====== Document extract

SEND Code Of Practice

Blog on SEND Code of Practice from I CAN’s CEO, Virginia Beardshaw


This week the Department for Education published its SEND Code of Practice.  Just one more round of Parliamentary scrutiny and it will be done and dusted – and not a moment to soon, since implementation of the Children and Families Act 2014 starts this September.

Working together, the children’s communication sector, led by The Communication Trust, which I CAN hosts, has had a big impact on the Code.  Children’s communication, and speech, language and communication needs (SLCN) feature largely in the Code because of the Trust’s efforts, which brought 40+ organisations across the sector together to influence and campaign effectively for children and young people with SLCN and their families.

This is as it should be. SLCN is the most prevalent special educational need in primary schools, and recent research found numbers have increased by 72% over a period of six years. Even then, children with SLCN remain under-identified.

So, while nothing in this world is ever certain, the new Children and Families Act definitely heralds a new world for children and young people with SEND and their families. While we welcome the publication of the Code so that schools can get ready and plan for September, we are also keen to ensure that it really does provide the guidance needed to make a difference for children and their families. Notably, the principles supporting the code are:

  • the participation of children, their parents and young people in decision- making
  • the early identification of children and young people’s needs and early intervention to support them
  • greater choice and control for young people and parents over support
  • collaboration between education, health and social care services to provide support
  • high quality provision to meet the needs of children and young people with SEN
  • a focus on inclusive practice and removing barriers to learning
  • successful preparation for adulthood, including independent living and employment

Implementation will bring many challenges, particularly for schools, many of which – preoccupied  with this year’s big changes to the curriculum – appear unsighted on the new requirements of the Act. But with the right guidance, the changes, correctly billed as the biggest change to the SEN system since the Warnock reforms of the 1970s, have the potential to bring about effective and lasting change to the provision for children with SEND and their families.

============

> Exercise task: Copy the part of the blog post on the SEND Code of Practice from "This week the" to "SLCN and their families.". The entries are unrelated to the blog post.

====== Dataset entries

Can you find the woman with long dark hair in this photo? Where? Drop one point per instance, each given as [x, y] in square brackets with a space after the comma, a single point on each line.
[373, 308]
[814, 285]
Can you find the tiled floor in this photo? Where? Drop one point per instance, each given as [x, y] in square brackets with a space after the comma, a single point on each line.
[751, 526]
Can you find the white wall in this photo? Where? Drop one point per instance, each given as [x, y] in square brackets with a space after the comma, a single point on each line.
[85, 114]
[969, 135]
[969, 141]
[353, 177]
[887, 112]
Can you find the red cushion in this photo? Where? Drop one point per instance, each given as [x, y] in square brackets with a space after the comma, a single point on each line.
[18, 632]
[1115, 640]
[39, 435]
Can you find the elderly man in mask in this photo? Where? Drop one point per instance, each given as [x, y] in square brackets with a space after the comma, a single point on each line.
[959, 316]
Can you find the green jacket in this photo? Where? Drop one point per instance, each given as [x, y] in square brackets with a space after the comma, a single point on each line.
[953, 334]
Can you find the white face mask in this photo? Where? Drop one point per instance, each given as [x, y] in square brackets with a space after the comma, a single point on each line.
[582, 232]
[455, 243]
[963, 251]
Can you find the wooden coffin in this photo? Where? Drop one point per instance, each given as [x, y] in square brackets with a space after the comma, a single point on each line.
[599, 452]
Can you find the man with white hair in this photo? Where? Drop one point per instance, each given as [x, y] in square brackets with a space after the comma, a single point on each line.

============

> Problem solution:
This week the Department for Education published its SEND Code of Practice.  Just one more round of Parliamentary scrutiny and it will be done and dusted – and not a moment to soon, since implementation of the Children and Families Act 2014 starts this September.

Working together, the children’s communication sector, led by The Communication Trust, which I CAN hosts, has had a big impact on the Code.  Children’s communication, and speech, language and communication needs (SLCN) feature largely in the Code because of the Trust’s efforts, which brought 40+ organisations across the sector together to influence and campaign effectively for children and young people with SLCN and their families.